Passage to read =
»»

Three years pass: "I'm seven, eight, nine going on ten and still Dad has no work" because he loses every job on the third Friday like clockwork. Angela complains to her friend Bridey Hannon about her husband's drinking and delusions of grandeur about his service for the IRA.
Religion continues to play an important role in daily life. To prove to the St. Vincent de Paul Society they are good Catholics, Frank must join the Arch Confraternity of the Holy Family at the Redemptorist church. Declan Collopy, head of Frank's division, is using his position with the Confraternity to get a job selling linoleum. Malachy Sr. wants Frank to become an altar boy and teaches him Latin in painstaking sessions. When Frank is ready, they dress up in their best clothes and go to church, where they are turned away immediately. Frank's mother is sure it is "class distinction. They don't want boys from lanes on the altar."
This chapter shows Frank's attempts to navigate the complicated world of adults. Religious and political differences cause great rifts even within families and over several generations. Frank learns Catholics shun Protestants and nonbelievers alike, showing a particular distaste for "soupers," those who accepted a bowl of soup from Protestants and converted. McCourt uses the memoir style to observe and report as a child would, without commentary, so readers can form their own judgments without his having to incriminate members of his family or neighbors. Division runs deep in his own family: his mother's side of the family shuns his father because he is from Northern Ireland, and some Protestants may lurk in his background. No matter how trivial—and the older McCourt tacitly acknowledges them as such although the young Frank does not—grudges and prejudices are easily developed, deep, and enduring. In fact they seem as ingrained as the class distinctions, chronic unemployment, and alcoholism that cripple the population.
Unlike his mother's family, the neighbors show respect for Malachy Sr.'s knowledge. Not only is he more educated than the others, he is also willing to help. Writing letters for those who cannot write, he lends both his penmanship and his "way with words" to help neighbors say what they want in more eloquent terms. His sophistication becomes clear when he teaches Frank Latin so he can become an altar boy. However, they are turned away because they are poor, illustrating the other great divide in town: class. As a poor family with a father from the North, Frank's family has few choices and opportunities to better themselves.

««

Listed records =
»»

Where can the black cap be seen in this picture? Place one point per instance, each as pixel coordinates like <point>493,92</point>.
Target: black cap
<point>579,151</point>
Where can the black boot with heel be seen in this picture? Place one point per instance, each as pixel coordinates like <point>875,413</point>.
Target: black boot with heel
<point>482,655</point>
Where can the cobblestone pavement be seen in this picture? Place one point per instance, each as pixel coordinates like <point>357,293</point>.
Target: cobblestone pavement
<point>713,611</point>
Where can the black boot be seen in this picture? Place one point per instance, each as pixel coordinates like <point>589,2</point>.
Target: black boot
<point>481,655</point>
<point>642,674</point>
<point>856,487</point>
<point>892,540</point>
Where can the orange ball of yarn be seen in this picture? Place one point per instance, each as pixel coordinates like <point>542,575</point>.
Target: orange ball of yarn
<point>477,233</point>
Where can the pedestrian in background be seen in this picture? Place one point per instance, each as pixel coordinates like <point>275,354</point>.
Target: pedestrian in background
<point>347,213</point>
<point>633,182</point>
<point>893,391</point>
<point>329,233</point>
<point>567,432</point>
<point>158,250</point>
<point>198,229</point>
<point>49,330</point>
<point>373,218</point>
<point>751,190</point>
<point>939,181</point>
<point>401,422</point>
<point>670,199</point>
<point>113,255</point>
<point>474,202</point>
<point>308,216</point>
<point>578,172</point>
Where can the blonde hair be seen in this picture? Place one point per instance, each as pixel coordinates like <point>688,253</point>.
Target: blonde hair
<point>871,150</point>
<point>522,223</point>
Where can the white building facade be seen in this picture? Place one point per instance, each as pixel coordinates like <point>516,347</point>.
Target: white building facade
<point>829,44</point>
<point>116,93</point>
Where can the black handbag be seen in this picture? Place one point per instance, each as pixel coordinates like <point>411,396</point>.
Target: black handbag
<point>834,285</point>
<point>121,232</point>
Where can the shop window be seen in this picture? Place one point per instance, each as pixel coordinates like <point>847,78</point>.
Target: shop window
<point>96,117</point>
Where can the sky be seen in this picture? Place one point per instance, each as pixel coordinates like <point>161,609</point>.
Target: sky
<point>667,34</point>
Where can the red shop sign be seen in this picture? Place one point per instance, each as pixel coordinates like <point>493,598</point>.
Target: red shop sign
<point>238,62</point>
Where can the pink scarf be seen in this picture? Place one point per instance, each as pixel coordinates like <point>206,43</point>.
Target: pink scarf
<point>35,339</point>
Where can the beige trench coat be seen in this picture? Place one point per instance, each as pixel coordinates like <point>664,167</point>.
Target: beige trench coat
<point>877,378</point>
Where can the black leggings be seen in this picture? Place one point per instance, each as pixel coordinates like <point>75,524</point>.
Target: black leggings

««

Tasks to perform =
a: Answer these questions from the summary of Frank's childhood years:
(i) What does Declan Collopy use his position with the Confraternity to get?
(ii) Who are the "soupers"?
(iii) What does Malachy Sr. do for neighbors who cannot write?
b: Extend the summary of Frank's childhood years past its last sentence.

Answers to each task =
a:
(i) A job selling linoleum.
(ii) Those who accepted a bowl of soup from Protestants and converted.
(iii) He writes their letters for them.

b:
At the beginning of the chapter Angela shows loyalty to and love for her husband in her conversations with Bridey Hannon, but in a "mirror scene" toward the end she voices her frustration and despair. After three years, the family still lives off the dole and charity. Malachy Sr. has not found a steady job and instead has established a predictable pattern of losing every job he finds because he cannot control his drinking. No matter how detrimental his drinking is to his family's welfare, Malachy Sr. is unable, or unwilling, to give it up.
Similarly, neither he nor Angela can give up smoking, revealing a pattern of self-destructive behavior. In fact Angela's only pleasure is smoking, to which she is as addicted as her husband. Nor does she voice any desire to stop smoking, which, in those days, was not considered the health menace it is now.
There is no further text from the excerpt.